### SOURCE TEXT
☆ ☆ ☆ ☆ ☆
Sunday, September 06, 2009

Obama's "Public Option"

The public option portion of U.S. President Barack Obama's health reform plan is key to the promises made by Obama during his election campaign. The president promised "universal healthcare," the proper definition of which was something the candidates often sparred over. The public option is the component of the health care program that provides something that can be considered relatively "universal."

The public option is brought on international comparisons -- first with Canada and more recently with the NHS public system in the United Kingdom. Conservatives have used the term "socialist" or "socialized" to describe these systems with the obvious intent of stirring up old Cold War sentiments.


Will Obama keep his promise?

Obviously Obama cannot force legislators to vote one way or another. However, there are many progressives who believe the president should stand firm on the public option even if it means risking losing out in the end.

During the campaign, Obama promised:

  • Universal healthcare, which is now represented by the public option
  • A health care option available to everyone that would be comparable to that he and other senators enjoyed in Congress.

Now, one of the options offered has been to use non-profit co-ops instead of a government-run insurance system. Such little information has been released on this idea that it's difficult to tell whether it could actually be considered "universal." Unless the co-ops were forced to accept everyone, then it cannot be considered universal. Also, whether the government would be able to maintain high quality using non-profit organizations is also a big question. It might be more cost-effective in the end run to use a government-run public option.

The lack of universal heathcare is one of the factors driving medical costs in the United States through the roof. Uninsured people are using expensive emergency rooms services currently as their healthcare "option." Low quality insurance is also leading to a large and rapidly expanding population of underinsured people who are going bankrupt in droves as they are unable to pay for their medical bills. A public option would help address these important issues that are weighting down on an already badly-bruised economic system.
☆ ☆ ☆ ☆ ☆
### AVAILABLE DATA
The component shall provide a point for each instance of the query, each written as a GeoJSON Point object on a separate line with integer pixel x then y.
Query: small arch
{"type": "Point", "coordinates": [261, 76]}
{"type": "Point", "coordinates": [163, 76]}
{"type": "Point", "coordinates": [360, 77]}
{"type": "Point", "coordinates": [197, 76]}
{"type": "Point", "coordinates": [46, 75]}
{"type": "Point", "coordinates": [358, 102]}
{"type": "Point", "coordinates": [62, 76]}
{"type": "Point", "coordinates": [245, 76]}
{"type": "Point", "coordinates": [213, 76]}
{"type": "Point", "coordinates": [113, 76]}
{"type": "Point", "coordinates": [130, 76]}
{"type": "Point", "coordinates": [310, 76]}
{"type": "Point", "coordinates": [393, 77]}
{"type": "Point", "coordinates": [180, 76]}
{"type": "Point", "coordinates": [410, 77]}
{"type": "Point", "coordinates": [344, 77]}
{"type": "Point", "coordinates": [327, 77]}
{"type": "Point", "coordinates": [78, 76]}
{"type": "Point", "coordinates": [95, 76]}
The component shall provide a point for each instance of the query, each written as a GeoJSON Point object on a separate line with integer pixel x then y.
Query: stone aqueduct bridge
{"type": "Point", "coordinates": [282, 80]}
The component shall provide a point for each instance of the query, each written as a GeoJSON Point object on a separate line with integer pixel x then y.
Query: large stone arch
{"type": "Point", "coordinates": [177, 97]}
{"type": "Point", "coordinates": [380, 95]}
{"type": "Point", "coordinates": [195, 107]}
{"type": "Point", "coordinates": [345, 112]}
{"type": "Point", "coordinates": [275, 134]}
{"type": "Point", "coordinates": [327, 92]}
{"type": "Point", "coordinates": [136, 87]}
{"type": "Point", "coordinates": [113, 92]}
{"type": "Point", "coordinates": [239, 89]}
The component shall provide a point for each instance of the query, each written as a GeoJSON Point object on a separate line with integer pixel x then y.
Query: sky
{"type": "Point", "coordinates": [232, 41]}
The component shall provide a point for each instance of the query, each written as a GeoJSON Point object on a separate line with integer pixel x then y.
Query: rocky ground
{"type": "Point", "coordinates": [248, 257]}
☆ ☆ ☆ ☆ ☆
### THINGS TO DO
a) According to the post on Obama's public option, what has been offered instead of a government-run insurance system?
b) Rewrite the post on Obama's public option, starting with "Will Obama keep" and going on through "enjoyed in Congress.", with "progressives" replaced by "liberals".

### SOLUTIONS BELOW
a) Non-profit co-ops.

b)
Will Obama keep his promise?

Obviously Obama cannot force legislators to vote one way or another. However, there are many liberals who believe the president should stand firm on the public option even if it means risking losing out in the end.

During the campaign, Obama promised:

  • Universal healthcare, which is now represented by the public option
  • A health care option available to everyone that would be comparable to that he and other senators enjoyed in Congress.